Rows from a dataset:

:::

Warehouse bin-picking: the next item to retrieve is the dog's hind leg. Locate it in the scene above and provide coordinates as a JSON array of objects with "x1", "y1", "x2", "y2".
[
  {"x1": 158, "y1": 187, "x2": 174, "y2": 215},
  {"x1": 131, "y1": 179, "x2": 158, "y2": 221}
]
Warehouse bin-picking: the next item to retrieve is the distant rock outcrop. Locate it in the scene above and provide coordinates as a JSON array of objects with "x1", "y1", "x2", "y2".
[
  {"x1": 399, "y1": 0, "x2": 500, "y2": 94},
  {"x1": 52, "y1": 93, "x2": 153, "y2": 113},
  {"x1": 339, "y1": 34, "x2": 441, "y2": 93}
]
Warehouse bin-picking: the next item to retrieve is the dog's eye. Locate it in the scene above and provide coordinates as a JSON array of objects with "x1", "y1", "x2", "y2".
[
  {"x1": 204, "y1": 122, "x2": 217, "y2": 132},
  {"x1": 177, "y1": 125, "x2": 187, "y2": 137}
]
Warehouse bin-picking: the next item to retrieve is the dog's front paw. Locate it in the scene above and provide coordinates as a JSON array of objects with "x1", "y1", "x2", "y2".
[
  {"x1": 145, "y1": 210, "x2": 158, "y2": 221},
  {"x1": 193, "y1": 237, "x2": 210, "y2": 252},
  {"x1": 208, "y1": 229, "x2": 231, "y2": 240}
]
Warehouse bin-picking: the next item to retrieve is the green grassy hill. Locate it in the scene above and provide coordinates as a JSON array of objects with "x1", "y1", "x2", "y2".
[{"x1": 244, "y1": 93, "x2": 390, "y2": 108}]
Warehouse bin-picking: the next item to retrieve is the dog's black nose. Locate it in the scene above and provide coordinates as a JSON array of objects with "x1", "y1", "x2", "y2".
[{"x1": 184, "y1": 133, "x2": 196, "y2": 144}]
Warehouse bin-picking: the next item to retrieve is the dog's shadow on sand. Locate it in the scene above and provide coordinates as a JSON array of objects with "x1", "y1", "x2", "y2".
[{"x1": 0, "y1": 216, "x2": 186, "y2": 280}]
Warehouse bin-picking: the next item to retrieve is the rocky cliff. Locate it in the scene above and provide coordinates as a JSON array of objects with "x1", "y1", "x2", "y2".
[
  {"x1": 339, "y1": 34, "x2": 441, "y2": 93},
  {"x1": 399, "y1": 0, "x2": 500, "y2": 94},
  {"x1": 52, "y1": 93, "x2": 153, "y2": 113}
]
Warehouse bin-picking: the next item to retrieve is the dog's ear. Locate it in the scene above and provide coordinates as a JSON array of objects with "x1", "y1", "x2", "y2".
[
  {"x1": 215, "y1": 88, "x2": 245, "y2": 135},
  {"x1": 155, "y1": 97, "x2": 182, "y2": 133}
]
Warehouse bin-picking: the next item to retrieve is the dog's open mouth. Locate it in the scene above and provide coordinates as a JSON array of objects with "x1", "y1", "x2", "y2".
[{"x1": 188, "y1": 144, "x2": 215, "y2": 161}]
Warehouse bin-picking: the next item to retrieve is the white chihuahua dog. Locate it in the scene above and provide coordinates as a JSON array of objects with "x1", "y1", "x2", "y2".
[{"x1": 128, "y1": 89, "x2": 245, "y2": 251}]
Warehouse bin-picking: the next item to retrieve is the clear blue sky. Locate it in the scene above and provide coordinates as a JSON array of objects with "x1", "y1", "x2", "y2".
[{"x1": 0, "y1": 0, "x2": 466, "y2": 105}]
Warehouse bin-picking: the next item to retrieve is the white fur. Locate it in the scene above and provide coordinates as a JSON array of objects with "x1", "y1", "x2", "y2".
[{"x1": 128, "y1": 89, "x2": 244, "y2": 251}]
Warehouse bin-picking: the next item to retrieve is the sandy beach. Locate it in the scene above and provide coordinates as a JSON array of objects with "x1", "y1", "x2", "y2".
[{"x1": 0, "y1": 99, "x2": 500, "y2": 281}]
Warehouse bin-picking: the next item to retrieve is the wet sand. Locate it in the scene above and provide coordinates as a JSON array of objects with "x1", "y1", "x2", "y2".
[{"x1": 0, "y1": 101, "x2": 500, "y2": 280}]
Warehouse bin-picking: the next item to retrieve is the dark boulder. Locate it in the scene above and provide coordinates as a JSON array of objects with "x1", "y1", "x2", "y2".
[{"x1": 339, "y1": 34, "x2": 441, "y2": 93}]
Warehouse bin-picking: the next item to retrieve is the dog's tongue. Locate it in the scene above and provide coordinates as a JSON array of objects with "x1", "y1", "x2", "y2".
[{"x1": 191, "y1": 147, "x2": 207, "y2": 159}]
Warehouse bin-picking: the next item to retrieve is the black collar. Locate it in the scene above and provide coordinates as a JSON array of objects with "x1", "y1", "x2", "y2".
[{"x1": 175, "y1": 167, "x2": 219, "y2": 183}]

:::

Aim of the task:
Please update the rows from the line containing "Warehouse bin-picking: the next item to retrieve is the dark" through the end of the rows by changing "Locate" to "Find", leaving everything else as it is. Return only those lines.

Answer to this problem:
Warehouse bin-picking: the next item to retrieve is the dark boulder. Find it in the scene above and provide coordinates as a JSON array of objects with "x1", "y1", "x2", "y2".
[{"x1": 339, "y1": 34, "x2": 441, "y2": 93}]
Warehouse bin-picking: the next item to retrieve is the dog's tongue. Find it in the scene above and provide coordinates as a JSON array of objects with "x1", "y1", "x2", "y2".
[{"x1": 191, "y1": 147, "x2": 207, "y2": 159}]
Warehouse bin-picking: the next item to retrieve is the black collar. Find it in the scene above and provide coordinates as a JSON array of objects with "x1", "y1", "x2", "y2".
[{"x1": 175, "y1": 167, "x2": 219, "y2": 183}]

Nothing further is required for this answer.